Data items
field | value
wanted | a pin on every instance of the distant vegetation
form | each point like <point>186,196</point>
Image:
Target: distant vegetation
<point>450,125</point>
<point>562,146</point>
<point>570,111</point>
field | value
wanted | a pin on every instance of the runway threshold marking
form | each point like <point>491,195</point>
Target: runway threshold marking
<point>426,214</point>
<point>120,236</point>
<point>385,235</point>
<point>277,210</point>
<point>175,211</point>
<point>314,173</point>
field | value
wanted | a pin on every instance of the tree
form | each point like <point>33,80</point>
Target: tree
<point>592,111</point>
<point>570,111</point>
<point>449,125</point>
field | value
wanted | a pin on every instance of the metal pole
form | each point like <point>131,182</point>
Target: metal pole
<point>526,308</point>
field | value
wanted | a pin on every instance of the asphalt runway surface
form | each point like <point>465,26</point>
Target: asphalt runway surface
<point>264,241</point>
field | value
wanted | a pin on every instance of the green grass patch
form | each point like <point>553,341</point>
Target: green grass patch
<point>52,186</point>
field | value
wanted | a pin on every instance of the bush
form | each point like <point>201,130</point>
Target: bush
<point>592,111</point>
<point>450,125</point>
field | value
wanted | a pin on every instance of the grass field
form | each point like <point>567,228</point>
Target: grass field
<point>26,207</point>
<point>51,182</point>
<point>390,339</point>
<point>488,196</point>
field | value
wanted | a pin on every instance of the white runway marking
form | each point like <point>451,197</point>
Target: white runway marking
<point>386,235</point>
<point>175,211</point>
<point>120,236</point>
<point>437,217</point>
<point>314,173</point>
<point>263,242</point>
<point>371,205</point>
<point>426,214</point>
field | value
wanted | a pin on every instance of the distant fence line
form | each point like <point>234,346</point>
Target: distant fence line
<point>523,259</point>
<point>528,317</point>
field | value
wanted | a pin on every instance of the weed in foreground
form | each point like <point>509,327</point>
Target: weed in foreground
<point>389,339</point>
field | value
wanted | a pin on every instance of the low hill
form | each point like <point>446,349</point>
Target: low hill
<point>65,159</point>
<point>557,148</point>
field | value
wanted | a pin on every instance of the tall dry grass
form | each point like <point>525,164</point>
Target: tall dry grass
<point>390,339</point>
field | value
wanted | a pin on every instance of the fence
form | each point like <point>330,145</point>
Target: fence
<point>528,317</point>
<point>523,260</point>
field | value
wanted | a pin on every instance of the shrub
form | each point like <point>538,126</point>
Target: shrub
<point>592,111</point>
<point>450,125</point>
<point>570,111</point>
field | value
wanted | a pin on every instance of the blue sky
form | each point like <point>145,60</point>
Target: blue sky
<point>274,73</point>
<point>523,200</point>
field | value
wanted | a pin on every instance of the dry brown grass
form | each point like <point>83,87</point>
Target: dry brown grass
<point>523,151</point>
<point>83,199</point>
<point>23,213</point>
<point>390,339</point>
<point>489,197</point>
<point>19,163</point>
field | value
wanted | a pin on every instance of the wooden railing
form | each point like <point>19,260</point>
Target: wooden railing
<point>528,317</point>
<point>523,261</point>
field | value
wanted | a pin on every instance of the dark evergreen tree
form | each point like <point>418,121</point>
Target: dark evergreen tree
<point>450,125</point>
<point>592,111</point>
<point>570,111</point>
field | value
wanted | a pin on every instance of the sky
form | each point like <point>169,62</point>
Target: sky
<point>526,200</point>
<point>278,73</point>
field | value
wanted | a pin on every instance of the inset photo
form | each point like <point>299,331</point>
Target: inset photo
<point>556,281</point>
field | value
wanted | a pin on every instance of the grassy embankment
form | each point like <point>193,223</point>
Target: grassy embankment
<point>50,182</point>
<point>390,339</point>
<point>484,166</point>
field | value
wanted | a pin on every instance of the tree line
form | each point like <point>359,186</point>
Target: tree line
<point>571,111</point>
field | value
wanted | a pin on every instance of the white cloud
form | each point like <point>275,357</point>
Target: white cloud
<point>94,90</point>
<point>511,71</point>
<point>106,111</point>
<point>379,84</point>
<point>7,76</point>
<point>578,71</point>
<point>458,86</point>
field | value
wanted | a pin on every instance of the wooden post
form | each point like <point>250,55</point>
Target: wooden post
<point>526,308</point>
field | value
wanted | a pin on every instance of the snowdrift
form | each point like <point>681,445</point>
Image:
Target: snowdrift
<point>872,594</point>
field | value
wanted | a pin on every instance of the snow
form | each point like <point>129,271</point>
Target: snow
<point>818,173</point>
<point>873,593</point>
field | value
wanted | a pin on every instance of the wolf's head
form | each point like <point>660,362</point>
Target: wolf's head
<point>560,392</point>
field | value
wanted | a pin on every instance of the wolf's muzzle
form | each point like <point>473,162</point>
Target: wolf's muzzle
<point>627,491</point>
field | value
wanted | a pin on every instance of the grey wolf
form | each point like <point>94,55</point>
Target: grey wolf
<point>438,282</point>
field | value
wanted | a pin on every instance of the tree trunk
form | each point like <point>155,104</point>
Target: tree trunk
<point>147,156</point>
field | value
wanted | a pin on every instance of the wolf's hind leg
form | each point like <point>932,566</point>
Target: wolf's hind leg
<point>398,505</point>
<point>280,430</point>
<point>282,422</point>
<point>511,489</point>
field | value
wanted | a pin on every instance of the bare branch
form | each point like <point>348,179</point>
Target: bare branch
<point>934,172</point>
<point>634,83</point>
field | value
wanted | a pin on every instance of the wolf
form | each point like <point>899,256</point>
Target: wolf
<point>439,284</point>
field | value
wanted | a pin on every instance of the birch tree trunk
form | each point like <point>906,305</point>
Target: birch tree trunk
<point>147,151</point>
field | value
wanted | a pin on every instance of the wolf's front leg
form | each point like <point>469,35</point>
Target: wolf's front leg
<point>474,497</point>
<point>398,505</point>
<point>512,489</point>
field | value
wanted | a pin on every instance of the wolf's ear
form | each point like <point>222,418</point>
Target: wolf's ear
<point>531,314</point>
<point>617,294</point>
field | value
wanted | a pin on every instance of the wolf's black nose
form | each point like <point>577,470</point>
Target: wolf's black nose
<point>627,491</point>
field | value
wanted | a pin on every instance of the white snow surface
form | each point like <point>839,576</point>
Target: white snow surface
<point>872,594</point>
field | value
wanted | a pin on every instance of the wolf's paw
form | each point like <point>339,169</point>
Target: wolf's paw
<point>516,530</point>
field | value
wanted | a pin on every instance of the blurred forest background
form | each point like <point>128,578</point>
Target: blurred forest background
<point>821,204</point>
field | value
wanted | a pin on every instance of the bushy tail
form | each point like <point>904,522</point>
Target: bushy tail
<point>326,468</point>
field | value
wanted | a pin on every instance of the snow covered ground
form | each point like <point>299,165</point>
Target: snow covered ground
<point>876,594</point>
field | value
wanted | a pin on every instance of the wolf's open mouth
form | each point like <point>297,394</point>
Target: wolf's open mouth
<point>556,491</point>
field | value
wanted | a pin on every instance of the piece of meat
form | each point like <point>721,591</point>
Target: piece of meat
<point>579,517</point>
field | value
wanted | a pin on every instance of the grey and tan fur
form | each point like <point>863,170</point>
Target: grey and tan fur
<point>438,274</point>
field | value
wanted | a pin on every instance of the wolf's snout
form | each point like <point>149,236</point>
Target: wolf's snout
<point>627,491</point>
==
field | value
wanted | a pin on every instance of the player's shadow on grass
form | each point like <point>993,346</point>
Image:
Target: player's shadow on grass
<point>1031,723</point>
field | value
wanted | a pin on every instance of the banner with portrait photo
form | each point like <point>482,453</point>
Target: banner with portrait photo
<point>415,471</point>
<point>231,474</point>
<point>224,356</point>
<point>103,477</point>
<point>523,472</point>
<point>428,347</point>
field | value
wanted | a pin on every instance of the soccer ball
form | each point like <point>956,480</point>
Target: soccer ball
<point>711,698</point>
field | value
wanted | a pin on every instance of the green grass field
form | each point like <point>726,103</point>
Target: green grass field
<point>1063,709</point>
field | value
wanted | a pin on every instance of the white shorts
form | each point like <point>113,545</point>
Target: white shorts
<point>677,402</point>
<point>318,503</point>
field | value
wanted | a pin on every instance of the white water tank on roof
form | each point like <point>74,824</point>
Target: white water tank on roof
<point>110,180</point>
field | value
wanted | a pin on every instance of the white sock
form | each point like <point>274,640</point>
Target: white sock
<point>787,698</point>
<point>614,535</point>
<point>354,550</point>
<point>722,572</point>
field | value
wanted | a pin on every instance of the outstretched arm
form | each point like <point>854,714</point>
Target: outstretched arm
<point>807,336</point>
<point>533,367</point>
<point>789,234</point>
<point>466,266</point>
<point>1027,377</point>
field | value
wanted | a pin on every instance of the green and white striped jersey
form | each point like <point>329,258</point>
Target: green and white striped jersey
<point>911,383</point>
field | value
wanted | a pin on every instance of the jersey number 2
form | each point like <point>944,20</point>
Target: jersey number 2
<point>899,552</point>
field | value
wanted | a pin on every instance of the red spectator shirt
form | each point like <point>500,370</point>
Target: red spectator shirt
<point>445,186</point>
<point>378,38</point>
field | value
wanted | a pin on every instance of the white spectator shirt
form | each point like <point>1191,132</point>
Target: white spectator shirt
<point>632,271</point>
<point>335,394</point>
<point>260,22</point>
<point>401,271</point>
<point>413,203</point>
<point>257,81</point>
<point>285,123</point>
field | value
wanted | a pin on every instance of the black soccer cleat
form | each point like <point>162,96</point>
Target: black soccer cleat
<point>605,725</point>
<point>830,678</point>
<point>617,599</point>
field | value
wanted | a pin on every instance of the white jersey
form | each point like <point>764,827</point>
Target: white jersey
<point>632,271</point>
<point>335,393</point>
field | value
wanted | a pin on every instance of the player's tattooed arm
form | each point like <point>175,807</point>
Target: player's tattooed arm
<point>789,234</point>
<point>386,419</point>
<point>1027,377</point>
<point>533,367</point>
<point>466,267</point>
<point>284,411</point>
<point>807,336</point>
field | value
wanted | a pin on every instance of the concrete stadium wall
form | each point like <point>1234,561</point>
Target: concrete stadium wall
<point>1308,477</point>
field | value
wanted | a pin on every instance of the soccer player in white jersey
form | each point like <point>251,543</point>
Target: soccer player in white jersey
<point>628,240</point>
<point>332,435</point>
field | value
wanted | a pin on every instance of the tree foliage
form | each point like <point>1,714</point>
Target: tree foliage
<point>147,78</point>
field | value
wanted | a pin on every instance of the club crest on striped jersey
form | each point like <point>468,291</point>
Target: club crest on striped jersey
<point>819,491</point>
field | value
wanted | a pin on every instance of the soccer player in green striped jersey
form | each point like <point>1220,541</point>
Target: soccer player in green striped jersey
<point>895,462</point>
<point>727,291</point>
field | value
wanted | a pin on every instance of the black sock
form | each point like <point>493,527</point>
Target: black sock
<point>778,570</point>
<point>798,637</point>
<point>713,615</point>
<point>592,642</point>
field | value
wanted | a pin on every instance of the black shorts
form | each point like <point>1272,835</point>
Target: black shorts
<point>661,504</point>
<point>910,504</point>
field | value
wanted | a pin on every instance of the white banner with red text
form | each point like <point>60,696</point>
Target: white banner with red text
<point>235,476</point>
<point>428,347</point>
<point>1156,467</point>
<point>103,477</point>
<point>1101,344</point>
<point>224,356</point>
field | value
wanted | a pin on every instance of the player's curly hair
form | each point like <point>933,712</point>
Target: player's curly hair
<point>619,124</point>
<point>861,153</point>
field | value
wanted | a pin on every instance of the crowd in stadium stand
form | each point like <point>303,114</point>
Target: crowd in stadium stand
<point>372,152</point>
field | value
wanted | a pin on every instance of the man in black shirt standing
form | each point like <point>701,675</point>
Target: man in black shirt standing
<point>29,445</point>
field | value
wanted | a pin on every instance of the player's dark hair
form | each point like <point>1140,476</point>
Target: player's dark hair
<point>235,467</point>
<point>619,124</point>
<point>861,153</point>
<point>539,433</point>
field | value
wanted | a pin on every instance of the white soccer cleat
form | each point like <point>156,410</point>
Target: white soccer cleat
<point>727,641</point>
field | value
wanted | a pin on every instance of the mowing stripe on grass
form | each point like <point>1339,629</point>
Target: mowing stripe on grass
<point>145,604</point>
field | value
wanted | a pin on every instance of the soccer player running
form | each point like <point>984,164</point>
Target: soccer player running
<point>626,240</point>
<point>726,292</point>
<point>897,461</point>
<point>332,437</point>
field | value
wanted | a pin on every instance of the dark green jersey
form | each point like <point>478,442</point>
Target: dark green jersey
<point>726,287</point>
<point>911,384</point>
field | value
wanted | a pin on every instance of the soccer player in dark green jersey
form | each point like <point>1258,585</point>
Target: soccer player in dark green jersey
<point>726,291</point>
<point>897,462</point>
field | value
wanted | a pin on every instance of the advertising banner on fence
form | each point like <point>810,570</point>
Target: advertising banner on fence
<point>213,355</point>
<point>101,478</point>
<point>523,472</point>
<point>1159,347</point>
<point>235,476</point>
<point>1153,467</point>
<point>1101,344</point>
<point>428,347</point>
---
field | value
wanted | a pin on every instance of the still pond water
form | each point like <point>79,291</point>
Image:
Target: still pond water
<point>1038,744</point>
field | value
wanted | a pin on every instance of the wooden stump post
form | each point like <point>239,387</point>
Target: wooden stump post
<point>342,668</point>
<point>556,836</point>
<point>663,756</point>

▸ WORK TASK: Take the stretch of lines above from the one containing "Target: soccer player in green striped jersey" through the one containing "wanted | a pin on every instance of the man" and repeat it exactly, adding no other line.

▸ RESPONSE FOR THIS EXERCISE:
Target: soccer player in green striped jersey
<point>895,462</point>
<point>727,291</point>
field | value
wanted | a pin on every instance of the black sock
form | each point like <point>493,527</point>
Target: black sock
<point>778,570</point>
<point>798,637</point>
<point>713,615</point>
<point>592,642</point>
field | value
wanted | a pin on every instance of the black shorts
form | each point like <point>1272,835</point>
Target: black shorts
<point>661,504</point>
<point>910,504</point>
field | value
wanted | a pin on every instance of the white banner with red text
form | each point like <point>60,696</point>
Target: white banner with red text
<point>235,476</point>
<point>428,347</point>
<point>1156,467</point>
<point>103,477</point>
<point>1101,344</point>
<point>224,356</point>
field | value
wanted | a pin on every instance of the player's curly hair
form | each point like <point>933,712</point>
Target: player's curly hair
<point>619,124</point>
<point>861,153</point>
field | value
wanted | a pin on every instance of the crowd in stadium stand
form | each point like <point>303,114</point>
Target: crowd in stadium stand
<point>372,152</point>
field | value
wanted | a pin on every instance of the man in black shirt standing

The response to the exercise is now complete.